» Liste des consignes:
a: D'après le passage sur l'écriture de Winterson, quelle qualité de cette écriture est jugée remarquable pour célébrer l'exaltation des corps ?
b: Recopiez sans rien modifier le passage sur l'écriture de Winterson, de « [...] Written on » à « personne qui aime. ».

» Extrait du document:
>>>

Et la sensualité de l'écriture de Winterson est à cet égard en tous points remarquable pour célébrer l'exaltation, le goût et le rayonnement des corps. Il n'est pas si fréquent, dans la littérature, de découvrir des pépites comme celle-ci :
'She arches her body like a cat on a stretch. She nuzzles her cunt into my face like a filly at the gate. She smells of the sea. She smells of rock pools when I was a child. She keeps a starfish in there. I crouch down to taste the salt, to run my fingers around the rim. She opens and shuts like a sea anemone. She's refilled each day with fresh tides of longing. [...] The light breaks colours under her eyelids. She wants the light to penetrate her, breaking open the dull colds of her soul where nothing has warmed her for more summers than she can count. Her husband lies over her like a tarpaulin. He wades into her as though she were a bog.'
'What other places are there in the world than those on a lover's body?
[...] Written on the body is a secret code only visible in certain lights; the accumulations of a lifetime gather there. In places the palimpsest is so heavily worked that the letters feel like braille. I like to keep my body rolled up away from prying eyes. Never unfold too much, tell the whole story. I didn't know that Louise would have reading hands. She has translated me into her own book.'
Le corps, vu comme une terre unique et infinie dans sa richesse, ne figurant sur aucune carte mais ne révélant sa géographie propre qu'aux yeux de la personne qui aime.

<<<

» Données extraites:
>>>

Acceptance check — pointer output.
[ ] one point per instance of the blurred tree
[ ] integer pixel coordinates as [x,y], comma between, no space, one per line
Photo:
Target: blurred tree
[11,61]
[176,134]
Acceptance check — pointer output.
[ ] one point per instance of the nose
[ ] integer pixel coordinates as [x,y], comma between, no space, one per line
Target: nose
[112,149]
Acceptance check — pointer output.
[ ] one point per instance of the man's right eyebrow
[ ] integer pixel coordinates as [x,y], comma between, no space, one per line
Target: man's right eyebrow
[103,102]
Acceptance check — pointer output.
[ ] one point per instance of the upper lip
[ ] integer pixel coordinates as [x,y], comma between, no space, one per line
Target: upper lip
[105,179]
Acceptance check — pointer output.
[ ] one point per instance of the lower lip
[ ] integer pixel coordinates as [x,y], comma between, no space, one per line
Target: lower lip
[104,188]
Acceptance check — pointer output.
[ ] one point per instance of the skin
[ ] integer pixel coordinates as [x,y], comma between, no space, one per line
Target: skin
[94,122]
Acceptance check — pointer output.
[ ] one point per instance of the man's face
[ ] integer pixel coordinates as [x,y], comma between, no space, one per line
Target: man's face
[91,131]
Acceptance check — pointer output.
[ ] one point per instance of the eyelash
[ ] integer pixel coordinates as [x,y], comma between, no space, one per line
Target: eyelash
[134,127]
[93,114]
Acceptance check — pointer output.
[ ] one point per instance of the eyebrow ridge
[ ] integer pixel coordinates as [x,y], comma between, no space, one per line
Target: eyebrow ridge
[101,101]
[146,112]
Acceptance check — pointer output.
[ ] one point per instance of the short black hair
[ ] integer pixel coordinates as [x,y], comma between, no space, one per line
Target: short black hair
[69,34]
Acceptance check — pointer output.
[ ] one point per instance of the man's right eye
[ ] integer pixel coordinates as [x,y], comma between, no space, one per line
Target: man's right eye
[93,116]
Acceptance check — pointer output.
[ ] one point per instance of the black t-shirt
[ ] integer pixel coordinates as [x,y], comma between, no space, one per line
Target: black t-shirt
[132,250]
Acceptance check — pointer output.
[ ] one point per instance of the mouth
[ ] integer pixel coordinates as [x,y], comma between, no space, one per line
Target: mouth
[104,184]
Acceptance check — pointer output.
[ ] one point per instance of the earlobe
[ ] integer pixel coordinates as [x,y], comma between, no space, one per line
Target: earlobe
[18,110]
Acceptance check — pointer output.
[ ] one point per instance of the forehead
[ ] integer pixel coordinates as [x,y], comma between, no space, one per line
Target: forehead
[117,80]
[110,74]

<<<
>>>

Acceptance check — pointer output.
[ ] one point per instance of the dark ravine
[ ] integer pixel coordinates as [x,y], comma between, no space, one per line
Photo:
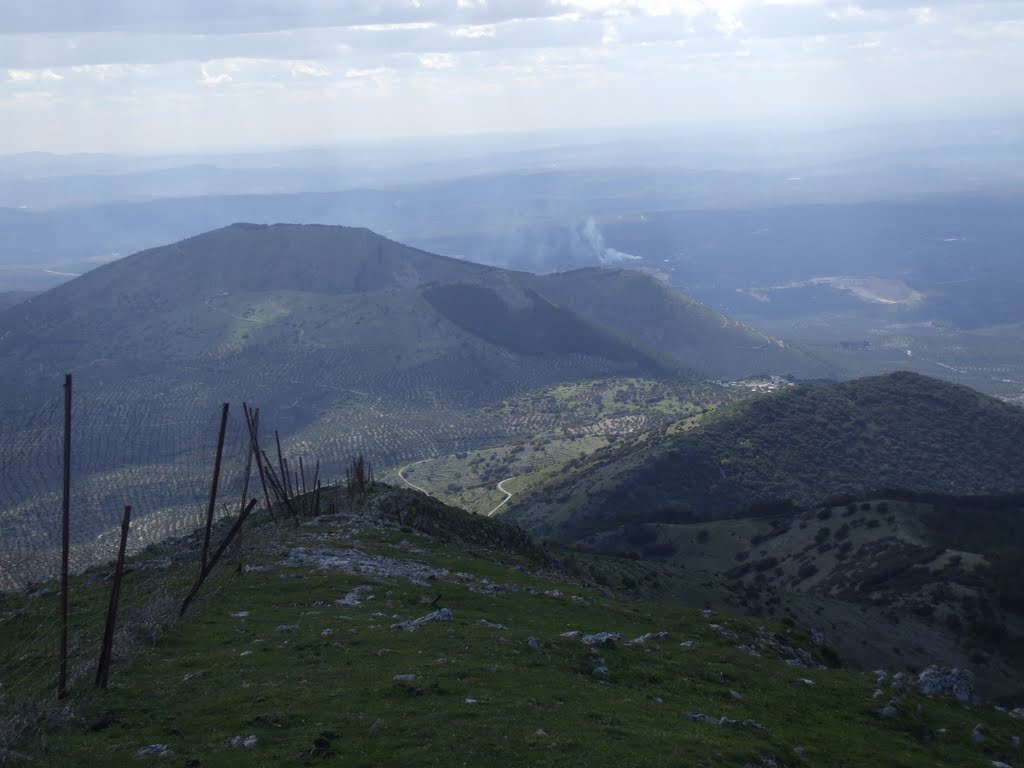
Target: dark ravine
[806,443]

<<<

» Réponses attendues:
a: Sa sensualité.

b:
[...] Written on the body is a secret code only visible in certain lights; the accumulations of a lifetime gather there. In places the palimpsest is so heavily worked that the letters feel like braille. I like to keep my body rolled up away from prying eyes. Never unfold too much, tell the whole story. I didn't know that Louise would have reading hands. She has translated me into her own book.'
Le corps, vu comme une terre unique et infinie dans sa richesse, ne figurant sur aucune carte mais ne révélant sa géographie propre qu'aux yeux de la personne qui aime.